**Stated goal:**
Copy out every line of the data below word for word, omitting the picture.

**Source material:**
>> BEGIN
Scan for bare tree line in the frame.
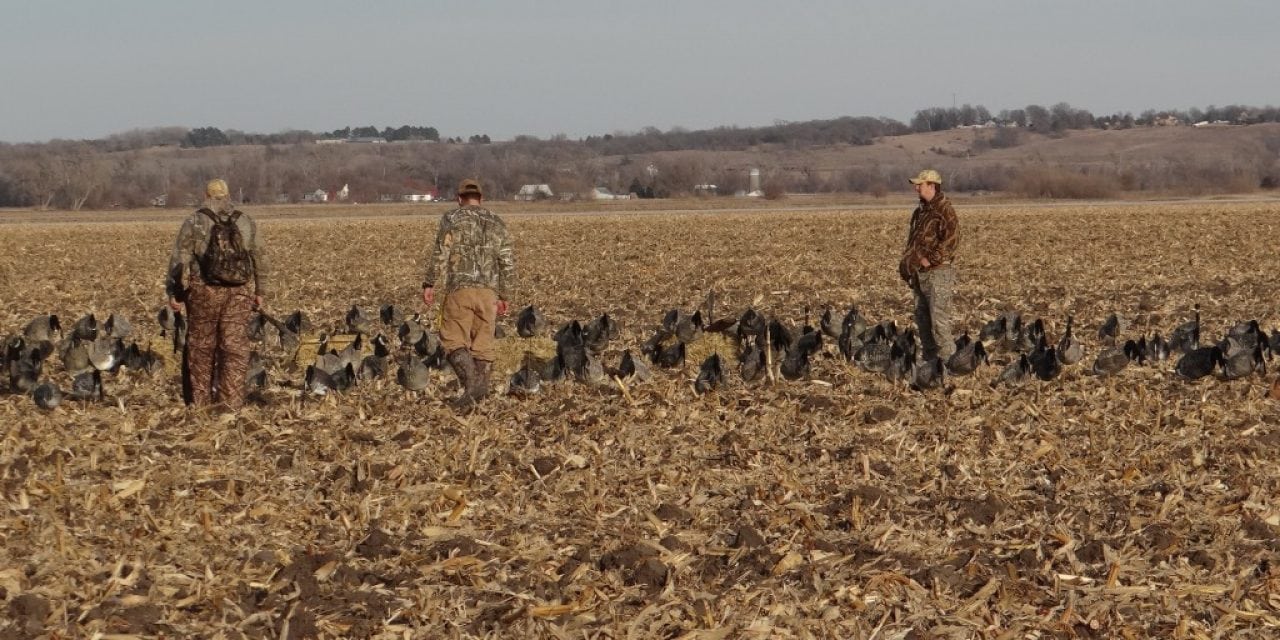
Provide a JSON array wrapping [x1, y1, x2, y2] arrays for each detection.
[[0, 104, 1280, 210]]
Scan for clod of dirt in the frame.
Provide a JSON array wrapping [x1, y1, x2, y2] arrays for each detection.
[[863, 404, 897, 425], [728, 525, 764, 549], [653, 502, 694, 522]]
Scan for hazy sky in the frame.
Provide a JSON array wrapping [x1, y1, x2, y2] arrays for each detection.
[[0, 0, 1280, 142]]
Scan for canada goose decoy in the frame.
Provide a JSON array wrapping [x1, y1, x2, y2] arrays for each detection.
[[72, 314, 99, 342], [378, 305, 404, 326], [556, 320, 586, 380], [911, 356, 946, 392], [396, 353, 431, 392], [778, 328, 822, 380], [507, 351, 547, 396], [1143, 332, 1169, 362], [88, 334, 124, 371], [1174, 344, 1226, 380], [618, 349, 653, 381], [582, 314, 618, 355], [1098, 314, 1124, 344], [1027, 334, 1062, 381], [1220, 344, 1267, 380], [694, 353, 724, 394], [1092, 340, 1144, 376], [737, 339, 768, 383], [22, 313, 60, 343], [1057, 316, 1084, 365], [31, 383, 63, 411], [68, 369, 102, 401], [947, 334, 991, 375], [1169, 305, 1199, 355], [818, 307, 844, 339], [120, 342, 164, 374], [991, 353, 1032, 388], [102, 314, 133, 340]]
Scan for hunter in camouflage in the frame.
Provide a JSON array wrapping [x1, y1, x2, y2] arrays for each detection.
[[422, 179, 516, 408], [165, 179, 268, 411], [899, 169, 960, 361]]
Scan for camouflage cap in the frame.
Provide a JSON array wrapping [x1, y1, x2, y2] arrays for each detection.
[[458, 178, 484, 196], [906, 169, 942, 184], [205, 178, 230, 200]]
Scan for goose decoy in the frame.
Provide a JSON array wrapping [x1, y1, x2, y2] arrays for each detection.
[[1057, 316, 1084, 365], [1169, 305, 1199, 355], [88, 333, 124, 371], [737, 308, 768, 342], [737, 339, 768, 383], [694, 353, 724, 394], [947, 333, 991, 375], [1027, 335, 1062, 381], [818, 307, 844, 339], [507, 351, 547, 396], [1098, 314, 1124, 344], [618, 349, 653, 381], [1092, 340, 1144, 376], [378, 305, 404, 326], [284, 308, 311, 335], [516, 305, 547, 338], [22, 313, 60, 343], [102, 314, 133, 340], [778, 328, 822, 380], [556, 320, 586, 379], [1142, 332, 1169, 362], [68, 369, 102, 401], [347, 305, 372, 334], [1174, 344, 1226, 380], [72, 314, 99, 342], [31, 383, 63, 411], [910, 356, 946, 392], [1220, 344, 1267, 380], [582, 314, 618, 355], [991, 353, 1032, 388], [396, 353, 431, 392]]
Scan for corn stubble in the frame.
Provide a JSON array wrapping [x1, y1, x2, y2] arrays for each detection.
[[0, 204, 1280, 639]]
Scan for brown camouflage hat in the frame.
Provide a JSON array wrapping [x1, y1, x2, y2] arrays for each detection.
[[906, 169, 942, 184], [205, 178, 230, 200]]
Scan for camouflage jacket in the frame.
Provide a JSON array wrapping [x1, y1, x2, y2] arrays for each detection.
[[164, 200, 268, 300], [422, 205, 516, 300], [899, 189, 960, 282]]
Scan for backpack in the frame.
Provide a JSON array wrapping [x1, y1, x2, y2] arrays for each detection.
[[200, 209, 253, 287]]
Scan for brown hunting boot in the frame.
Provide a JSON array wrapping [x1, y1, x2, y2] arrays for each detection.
[[445, 347, 476, 410], [468, 360, 493, 402]]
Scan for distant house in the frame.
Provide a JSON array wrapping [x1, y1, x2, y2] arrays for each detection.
[[302, 189, 329, 202], [515, 184, 556, 202]]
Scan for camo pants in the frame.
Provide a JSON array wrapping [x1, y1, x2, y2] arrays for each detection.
[[183, 282, 253, 410], [911, 265, 956, 361], [440, 288, 498, 362]]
>> END
**Result for this task:**
Scan for bare tree line in the frame.
Provide a JSON array wrapping [x1, y1, x2, y2] arrays for each detection.
[[0, 104, 1280, 210]]
Scan for clod of dirt in the frame.
Provide a JSON array wrapping [x1, y1, x2, y2] arrays for each detection.
[[863, 404, 897, 425], [728, 525, 764, 549], [653, 502, 694, 522]]
Scan for hazy sky in the frame.
Provide a JSON array wrapping [x1, y1, x2, y2] arrays for each detection.
[[0, 0, 1280, 142]]
Scan for canada goose decoy in the frame.
Provide a JSON array wrapping [x1, y1, x2, y2] arrays for each detection.
[[72, 314, 99, 342], [378, 305, 404, 326], [556, 320, 586, 380], [911, 356, 946, 392], [396, 353, 431, 392], [778, 328, 822, 380], [507, 351, 547, 396], [1143, 332, 1169, 362], [88, 334, 124, 371], [1174, 344, 1226, 380], [618, 349, 653, 381], [582, 314, 618, 355], [1098, 314, 1124, 344], [1027, 334, 1062, 381], [1220, 344, 1267, 380], [694, 353, 724, 394], [1092, 340, 1144, 376], [737, 339, 768, 383], [22, 313, 60, 343], [1057, 316, 1084, 365], [31, 383, 63, 411], [68, 369, 102, 401], [947, 334, 991, 375], [1169, 305, 1199, 355], [818, 307, 844, 339], [120, 342, 164, 374], [991, 353, 1032, 388], [102, 314, 133, 340]]
Scan for hunter in camouflage in the frame.
Provide a JSON array wrapping [x1, y1, x2, y2] arrays for each detection.
[[422, 179, 516, 408], [165, 179, 268, 411], [899, 169, 960, 361]]
Scan for camouflage cap in the frame.
Provide a JSON array wrapping [x1, y1, x2, y2] arrays for each detection.
[[458, 178, 484, 196], [906, 169, 942, 184], [205, 178, 230, 200]]
Scan for goose decoy in the frame.
Provide a JSON array wrapping [x1, y1, x2, y2] arrays for each detection.
[[1057, 316, 1084, 365], [1169, 305, 1199, 355], [88, 333, 124, 371], [737, 308, 768, 342], [737, 339, 768, 383], [694, 353, 724, 394], [947, 333, 991, 375], [1027, 335, 1062, 381], [818, 307, 844, 339], [507, 351, 547, 396], [1098, 314, 1124, 344], [618, 349, 653, 381], [1092, 340, 1144, 376], [378, 305, 404, 326], [284, 308, 311, 335], [516, 305, 547, 338], [22, 313, 60, 343], [102, 314, 133, 340], [778, 328, 822, 380], [556, 320, 586, 379], [1142, 332, 1169, 362], [68, 369, 102, 401], [347, 305, 372, 334], [1174, 344, 1226, 380], [72, 314, 99, 342], [31, 383, 63, 411], [910, 356, 946, 392], [1220, 344, 1267, 380], [582, 314, 618, 355], [991, 353, 1032, 388], [396, 353, 431, 392]]
Scan for corn stubble in the frame.
Provide a JSON array wrapping [x1, y1, x2, y2] arrays for each detection.
[[0, 204, 1280, 639]]
Scan for brown camouflage hat in the frame.
Provide a JSON array wrapping [x1, y1, x2, y2] arrays for each detection.
[[906, 169, 942, 184], [205, 178, 230, 200]]
Scan for camouflage jacket in the frame.
Provide a JSON array wrapping [x1, y1, x2, y2] arrays for each detection.
[[164, 200, 268, 300], [422, 205, 516, 300], [899, 189, 960, 282]]
Scan for backpack in the frame.
Provide a JSON array wrapping [x1, y1, x2, y2] arrays for each detection.
[[200, 209, 253, 287]]
Scan for brown hunting boot in the frame.
Provide a JSON array wrapping [x1, y1, x2, y2] arrays for each detection.
[[445, 347, 476, 410], [468, 360, 493, 402]]
Scan for distant house in the frame.
Provide a JSON array wrapping [x1, y1, x2, y2] arrays for each detection.
[[302, 189, 329, 202], [515, 184, 556, 202]]
Scan for camo pants in the frame.
Provide a JSON array wrapping [x1, y1, x2, y2] arrays for each detection.
[[183, 282, 253, 410], [911, 265, 956, 361], [440, 288, 498, 362]]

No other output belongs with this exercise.